=== MATERIAL FOR THE TASK ===
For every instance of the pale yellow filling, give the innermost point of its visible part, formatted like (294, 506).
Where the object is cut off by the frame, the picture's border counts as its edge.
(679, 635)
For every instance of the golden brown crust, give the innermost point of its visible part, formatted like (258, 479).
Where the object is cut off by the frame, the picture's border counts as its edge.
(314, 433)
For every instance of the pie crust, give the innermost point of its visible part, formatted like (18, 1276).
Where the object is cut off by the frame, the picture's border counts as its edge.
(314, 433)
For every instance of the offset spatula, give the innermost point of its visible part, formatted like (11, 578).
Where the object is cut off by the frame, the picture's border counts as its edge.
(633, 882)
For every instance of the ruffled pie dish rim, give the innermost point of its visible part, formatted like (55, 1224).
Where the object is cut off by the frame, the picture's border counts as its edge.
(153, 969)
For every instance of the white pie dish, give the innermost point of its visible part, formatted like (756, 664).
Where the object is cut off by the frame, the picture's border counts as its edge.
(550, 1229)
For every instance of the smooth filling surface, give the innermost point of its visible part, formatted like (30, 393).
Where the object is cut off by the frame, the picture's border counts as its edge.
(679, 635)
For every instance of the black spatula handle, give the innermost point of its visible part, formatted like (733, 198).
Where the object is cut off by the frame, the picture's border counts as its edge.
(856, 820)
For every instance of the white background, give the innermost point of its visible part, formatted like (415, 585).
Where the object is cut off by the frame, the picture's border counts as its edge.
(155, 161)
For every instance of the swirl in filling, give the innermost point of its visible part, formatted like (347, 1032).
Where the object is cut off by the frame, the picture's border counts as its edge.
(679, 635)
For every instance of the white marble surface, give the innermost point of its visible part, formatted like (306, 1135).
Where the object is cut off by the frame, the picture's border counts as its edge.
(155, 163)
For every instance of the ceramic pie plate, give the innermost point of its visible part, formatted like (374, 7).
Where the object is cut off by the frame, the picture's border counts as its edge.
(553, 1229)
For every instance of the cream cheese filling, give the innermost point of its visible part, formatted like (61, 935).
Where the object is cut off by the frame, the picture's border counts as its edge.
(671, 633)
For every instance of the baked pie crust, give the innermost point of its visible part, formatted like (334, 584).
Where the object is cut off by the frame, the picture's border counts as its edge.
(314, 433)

=== BRIEF ===
Set out the lines above, from the line with "For every instance of the ruffled" through the line with "(550, 1229)", as a JSON list of strings. Give one string per line, include both end lines, and leave out blank lines.

=== RESULT OF THIS EXERCISE ===
[
  "For every instance of the ruffled pie dish rim, give the innermost point of its visible part, formatted like (55, 1224).",
  "Where the object is cut off by the frame, the picture's border counts as its edge.",
  "(153, 969)",
  "For every instance of the white pie dish, give the innermost point of its visible part, formatted like (756, 664).",
  "Where the object is cut off by the frame, the picture's border counts as its edge.",
  "(550, 1229)"
]